• EXERCISE PASSAGE:
◇ ◇ ◇

Research Timeframes and Pacing
Look into the structure, in the sense of pacing and timeframes, of how courses are taught. Are they based on quarters, semesters, trimesters, or do they allow you to navigate courses at your own pace?
“Self-paced programs are generally competency-based,” wrote Nursing Management. “In a competency-based nursing program, competency is identified for individual courses and learners can move rapidly through content they know so they can focus on subjects they find more challenging. Courses have no specific start and stop times and are offered in asynchronous formats. Students who do well in the competency-based option are self-directed and motivated to learn. Also, costs for competency-based programs are generally paid on a per semester basis, so if it takes longer for you to complete the program, tuition costs can be higher.”
Review and Compare Courses
Examine course descriptions, objectives, credit hours, clinical hours, and time requirements.
- See if you can take a course before program admission and if the credits will be applied to your program of study. This allows you to test drive the school’s educational vehicles.
- Understand the number of clinical hours and clinical sites required. Competition for clinical sites runs high across nursing programs. You’ll want to know whether you’ll be expected to negotiate your own clinical site or if the program helps secure one.
- Investigate the faculty and its role in your education. Are instructors actually teachers or just facilitators? Are they available to assist outside the course, just as traditional professors have office hours? Are academic advisors provided?
- Ensure that the online program has a solid technological foundation and a strong support team.
- Inquire about online student support services, such as an online library, tutoring, mentoring, student forums, and peer networks.
- Nursing Management suggests asking about feedback policies. “Because online learning can be perceived as more ‘hands-off’ than face-to-face learning, ask how and how often feedback is provided. If one assignment builds upon another, you should expect to receive written feedback on the first assignment before you begin the second. A general rule for many nursing programs is for the faculty member to provide written feedback on an assignment within 10 business days.”

◇ ◇ ◇

• SUPPLIED INFORMATION:
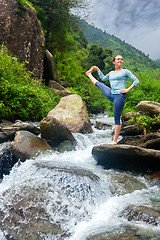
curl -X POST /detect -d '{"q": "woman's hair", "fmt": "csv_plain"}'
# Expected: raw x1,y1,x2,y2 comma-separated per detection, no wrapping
112,54,121,62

◇ ◇ ◇

• ACTIVITY A:
In the passage on evaluating online nursing programs, within what time frame do many nursing programs generally expect a faculty member to return written feedback on an assignment?
• ACTIVITY B:
Extend the passage on evaluating online nursing programs, picking up right after its final sentence.

• ANSWER AREA A:
Within 10 business days.

• ANSWER AREA B:
- Consider tuition and related costs. In-state and out-of-state rates for universities vary. In-state is often cheaper because the program is subsidized by local taxes. Are there activity fees? Are there lab fees? Private schools are generally more expensive than public ones.
- Look into scholarships, grants, and student loan options. These too will differ by institution.
Questions to Ask
Once you’ve decided on a program. Nursing Management recommends asking the following questions.
- What's the faculty-to-student ratio?
- How do students contact faculty members?
- How many clinical hours are required?
- Can I complete clinical hours in my work setting or do I need to find another local clinical site?
- How do students interact with their peers?
- What technology is required for online courses?
- Is technical support provided?
- Is financial aid available?
Whether nurses are looking to begin their careers, progress to the next level, or transition into leadership, online programs can deliver undergraduate, graduate, and professional programs for further development. This option provides a needed alternative to bridge the gap left in the wake of complications that continue to plague traditional nursing schools. And for travel nurses, who want to grow but are on the road, online learning may be the solution that ensures ongoing care and a path to a new generation of desperately needed leaders.